Exercise goal
Will you quote only the lines starting at the one that contains "request | drop a dot on each instance of the metal" and ending with the last line of the listing below, inclusive?
═══ Supplied information
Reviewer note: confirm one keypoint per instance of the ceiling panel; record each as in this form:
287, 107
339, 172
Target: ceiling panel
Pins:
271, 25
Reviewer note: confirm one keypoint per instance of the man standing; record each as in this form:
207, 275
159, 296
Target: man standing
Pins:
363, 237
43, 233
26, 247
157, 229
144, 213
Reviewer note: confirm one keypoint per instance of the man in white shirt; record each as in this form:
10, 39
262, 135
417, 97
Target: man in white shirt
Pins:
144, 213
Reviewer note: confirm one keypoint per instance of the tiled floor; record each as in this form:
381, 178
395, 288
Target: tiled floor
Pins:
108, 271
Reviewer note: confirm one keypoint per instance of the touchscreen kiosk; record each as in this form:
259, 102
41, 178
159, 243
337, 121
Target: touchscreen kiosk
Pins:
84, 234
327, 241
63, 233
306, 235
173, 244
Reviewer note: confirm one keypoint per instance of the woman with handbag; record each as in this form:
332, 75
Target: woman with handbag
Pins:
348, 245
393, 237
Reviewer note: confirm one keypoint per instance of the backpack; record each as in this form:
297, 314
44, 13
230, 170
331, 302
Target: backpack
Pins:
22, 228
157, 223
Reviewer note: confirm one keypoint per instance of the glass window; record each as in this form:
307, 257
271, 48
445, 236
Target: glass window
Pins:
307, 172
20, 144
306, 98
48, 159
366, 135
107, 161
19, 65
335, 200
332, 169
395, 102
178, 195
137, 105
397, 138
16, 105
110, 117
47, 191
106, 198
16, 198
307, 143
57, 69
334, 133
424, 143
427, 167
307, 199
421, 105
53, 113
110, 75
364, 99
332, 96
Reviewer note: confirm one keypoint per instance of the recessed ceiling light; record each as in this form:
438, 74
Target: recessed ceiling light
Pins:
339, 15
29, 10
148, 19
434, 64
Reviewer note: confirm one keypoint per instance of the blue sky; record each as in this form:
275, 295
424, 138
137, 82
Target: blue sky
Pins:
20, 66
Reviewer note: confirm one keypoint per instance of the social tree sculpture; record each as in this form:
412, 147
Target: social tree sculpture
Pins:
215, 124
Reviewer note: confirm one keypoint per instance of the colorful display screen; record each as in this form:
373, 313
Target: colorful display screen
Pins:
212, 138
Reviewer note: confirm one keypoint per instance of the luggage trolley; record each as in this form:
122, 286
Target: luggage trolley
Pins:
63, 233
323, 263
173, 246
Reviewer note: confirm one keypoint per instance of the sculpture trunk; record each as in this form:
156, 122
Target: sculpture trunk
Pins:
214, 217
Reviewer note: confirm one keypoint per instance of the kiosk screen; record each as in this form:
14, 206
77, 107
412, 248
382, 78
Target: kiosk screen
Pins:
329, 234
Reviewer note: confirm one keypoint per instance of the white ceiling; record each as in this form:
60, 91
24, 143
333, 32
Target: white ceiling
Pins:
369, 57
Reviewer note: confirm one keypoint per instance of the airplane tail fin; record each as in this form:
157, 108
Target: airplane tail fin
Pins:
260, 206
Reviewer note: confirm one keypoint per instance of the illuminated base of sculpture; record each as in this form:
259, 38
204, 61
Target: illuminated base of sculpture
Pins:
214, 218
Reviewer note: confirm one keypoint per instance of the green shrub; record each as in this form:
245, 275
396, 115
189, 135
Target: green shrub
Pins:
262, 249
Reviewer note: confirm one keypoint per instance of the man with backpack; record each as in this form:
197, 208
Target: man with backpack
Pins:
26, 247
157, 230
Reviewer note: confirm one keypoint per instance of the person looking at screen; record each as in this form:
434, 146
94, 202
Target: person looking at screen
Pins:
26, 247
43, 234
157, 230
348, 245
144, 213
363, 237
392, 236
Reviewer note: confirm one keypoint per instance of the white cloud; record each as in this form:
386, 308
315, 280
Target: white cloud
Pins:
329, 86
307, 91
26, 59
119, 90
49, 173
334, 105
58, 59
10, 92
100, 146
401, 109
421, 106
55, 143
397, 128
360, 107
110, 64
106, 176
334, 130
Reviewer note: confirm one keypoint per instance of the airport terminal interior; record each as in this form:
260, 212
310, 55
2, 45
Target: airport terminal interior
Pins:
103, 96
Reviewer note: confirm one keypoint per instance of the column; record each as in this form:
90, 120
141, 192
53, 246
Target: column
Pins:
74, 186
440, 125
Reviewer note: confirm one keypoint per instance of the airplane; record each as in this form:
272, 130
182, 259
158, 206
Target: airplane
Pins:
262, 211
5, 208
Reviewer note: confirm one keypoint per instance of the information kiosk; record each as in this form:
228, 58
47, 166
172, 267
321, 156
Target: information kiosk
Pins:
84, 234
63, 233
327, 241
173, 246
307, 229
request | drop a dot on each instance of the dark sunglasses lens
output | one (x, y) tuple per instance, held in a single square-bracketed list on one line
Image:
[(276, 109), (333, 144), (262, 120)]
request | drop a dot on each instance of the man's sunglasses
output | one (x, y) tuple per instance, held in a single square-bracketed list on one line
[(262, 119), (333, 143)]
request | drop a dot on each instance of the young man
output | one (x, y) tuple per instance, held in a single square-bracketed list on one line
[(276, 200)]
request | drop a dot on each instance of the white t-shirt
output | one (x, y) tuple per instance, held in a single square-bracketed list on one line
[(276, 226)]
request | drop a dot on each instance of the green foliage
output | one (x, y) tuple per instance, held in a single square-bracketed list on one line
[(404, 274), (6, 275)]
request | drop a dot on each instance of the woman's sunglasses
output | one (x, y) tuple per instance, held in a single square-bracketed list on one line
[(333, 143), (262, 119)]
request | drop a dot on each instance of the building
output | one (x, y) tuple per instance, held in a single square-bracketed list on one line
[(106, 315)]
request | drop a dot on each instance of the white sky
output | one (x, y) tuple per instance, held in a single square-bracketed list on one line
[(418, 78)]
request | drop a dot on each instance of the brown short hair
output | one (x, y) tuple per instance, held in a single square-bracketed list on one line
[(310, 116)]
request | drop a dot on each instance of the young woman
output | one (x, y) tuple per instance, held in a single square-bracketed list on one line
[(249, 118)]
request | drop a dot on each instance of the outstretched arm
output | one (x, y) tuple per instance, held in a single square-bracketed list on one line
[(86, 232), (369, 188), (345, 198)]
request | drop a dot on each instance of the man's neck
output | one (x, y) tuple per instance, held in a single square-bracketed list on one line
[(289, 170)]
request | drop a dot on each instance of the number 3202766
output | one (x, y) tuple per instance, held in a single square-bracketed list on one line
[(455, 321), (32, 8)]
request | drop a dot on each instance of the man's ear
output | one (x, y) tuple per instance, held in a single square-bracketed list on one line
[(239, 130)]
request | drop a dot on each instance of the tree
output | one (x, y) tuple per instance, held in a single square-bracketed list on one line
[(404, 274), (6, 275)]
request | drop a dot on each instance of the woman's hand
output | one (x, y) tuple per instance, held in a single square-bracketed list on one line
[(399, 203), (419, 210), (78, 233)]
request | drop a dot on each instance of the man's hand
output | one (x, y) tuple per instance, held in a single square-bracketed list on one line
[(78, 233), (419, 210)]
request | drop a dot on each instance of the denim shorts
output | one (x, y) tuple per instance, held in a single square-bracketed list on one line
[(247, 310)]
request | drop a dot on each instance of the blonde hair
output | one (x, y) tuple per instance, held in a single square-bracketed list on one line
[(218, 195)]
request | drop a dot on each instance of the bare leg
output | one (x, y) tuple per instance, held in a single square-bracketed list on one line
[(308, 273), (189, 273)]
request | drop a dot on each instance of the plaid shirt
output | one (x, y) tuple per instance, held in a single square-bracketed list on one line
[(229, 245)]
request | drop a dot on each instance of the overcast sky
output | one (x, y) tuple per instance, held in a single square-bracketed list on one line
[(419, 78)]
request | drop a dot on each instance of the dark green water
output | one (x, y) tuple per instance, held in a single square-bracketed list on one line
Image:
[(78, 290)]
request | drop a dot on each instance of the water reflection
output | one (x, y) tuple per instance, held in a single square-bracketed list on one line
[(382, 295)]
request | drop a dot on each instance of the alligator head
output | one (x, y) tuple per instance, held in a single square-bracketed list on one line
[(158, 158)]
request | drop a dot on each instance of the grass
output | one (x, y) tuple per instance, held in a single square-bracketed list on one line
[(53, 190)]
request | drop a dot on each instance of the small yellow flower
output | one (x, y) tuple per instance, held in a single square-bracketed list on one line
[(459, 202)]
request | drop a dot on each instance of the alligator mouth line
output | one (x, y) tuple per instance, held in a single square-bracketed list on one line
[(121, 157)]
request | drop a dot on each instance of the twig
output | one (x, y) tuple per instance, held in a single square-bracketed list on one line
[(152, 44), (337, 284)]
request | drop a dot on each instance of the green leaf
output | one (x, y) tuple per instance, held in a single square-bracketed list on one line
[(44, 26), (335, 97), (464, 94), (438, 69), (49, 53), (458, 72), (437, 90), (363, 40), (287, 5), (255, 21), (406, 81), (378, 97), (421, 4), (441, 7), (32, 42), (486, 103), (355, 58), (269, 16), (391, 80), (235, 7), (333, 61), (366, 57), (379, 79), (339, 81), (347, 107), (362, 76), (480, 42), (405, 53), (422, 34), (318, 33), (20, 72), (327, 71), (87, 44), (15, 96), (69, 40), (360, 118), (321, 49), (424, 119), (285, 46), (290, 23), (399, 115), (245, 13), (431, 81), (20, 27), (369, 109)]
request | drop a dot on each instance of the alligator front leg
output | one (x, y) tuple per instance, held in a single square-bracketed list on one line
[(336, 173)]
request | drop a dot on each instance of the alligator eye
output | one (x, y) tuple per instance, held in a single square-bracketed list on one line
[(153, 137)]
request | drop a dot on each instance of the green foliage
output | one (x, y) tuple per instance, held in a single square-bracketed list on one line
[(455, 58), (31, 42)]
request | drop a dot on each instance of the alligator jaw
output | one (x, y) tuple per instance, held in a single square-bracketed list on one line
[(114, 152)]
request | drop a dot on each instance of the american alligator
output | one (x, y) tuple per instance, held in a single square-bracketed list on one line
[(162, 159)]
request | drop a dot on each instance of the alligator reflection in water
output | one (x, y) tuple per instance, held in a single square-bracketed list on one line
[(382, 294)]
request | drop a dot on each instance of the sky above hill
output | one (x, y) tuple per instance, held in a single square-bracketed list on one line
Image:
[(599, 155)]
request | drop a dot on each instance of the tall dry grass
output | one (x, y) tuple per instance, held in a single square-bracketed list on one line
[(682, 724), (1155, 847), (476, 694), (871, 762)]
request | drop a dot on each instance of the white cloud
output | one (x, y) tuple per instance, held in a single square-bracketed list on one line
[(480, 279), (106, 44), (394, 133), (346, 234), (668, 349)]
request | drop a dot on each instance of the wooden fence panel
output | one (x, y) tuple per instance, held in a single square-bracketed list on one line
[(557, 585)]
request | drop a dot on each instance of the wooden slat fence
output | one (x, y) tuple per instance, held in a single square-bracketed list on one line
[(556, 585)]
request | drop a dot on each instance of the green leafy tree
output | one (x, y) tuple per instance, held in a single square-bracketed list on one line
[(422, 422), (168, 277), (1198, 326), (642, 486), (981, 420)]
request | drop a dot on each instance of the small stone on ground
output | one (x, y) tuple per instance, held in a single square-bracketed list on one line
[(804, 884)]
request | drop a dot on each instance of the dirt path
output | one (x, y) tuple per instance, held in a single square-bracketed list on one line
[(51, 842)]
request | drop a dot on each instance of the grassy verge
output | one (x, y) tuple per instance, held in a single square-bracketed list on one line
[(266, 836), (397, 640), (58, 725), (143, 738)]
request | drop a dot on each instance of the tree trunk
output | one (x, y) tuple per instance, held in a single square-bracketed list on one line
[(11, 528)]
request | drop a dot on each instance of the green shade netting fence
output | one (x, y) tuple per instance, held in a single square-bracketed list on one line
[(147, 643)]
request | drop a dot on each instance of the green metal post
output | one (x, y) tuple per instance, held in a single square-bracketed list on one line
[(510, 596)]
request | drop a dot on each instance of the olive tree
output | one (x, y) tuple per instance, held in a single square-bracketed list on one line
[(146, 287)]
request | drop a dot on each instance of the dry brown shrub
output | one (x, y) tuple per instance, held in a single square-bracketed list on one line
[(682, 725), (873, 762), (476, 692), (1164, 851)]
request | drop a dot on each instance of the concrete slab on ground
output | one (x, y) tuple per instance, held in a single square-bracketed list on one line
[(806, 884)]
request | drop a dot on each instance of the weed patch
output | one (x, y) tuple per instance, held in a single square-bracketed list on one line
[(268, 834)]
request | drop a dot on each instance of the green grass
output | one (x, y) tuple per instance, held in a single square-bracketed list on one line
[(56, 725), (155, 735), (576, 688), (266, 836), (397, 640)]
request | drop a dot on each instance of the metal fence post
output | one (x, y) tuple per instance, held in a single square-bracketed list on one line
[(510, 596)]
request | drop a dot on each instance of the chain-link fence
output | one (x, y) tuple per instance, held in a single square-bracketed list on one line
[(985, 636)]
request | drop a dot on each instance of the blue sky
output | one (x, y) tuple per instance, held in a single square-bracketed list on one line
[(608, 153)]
══════
Task solution
request | drop a dot on each instance of the metal fence post
output | one (x, y) tuple per instance, held in a single square-bracketed list on one line
[(510, 596)]
request | drop a dot on each instance of the chain-link fence
output | one (x, y) tuple per instance, held in a single square-bracketed list on one line
[(985, 636)]
request | drop a dot on each instance of the blue sky
output | one (x, y) tuple per instance, held in a single square-bracketed list on one line
[(608, 153)]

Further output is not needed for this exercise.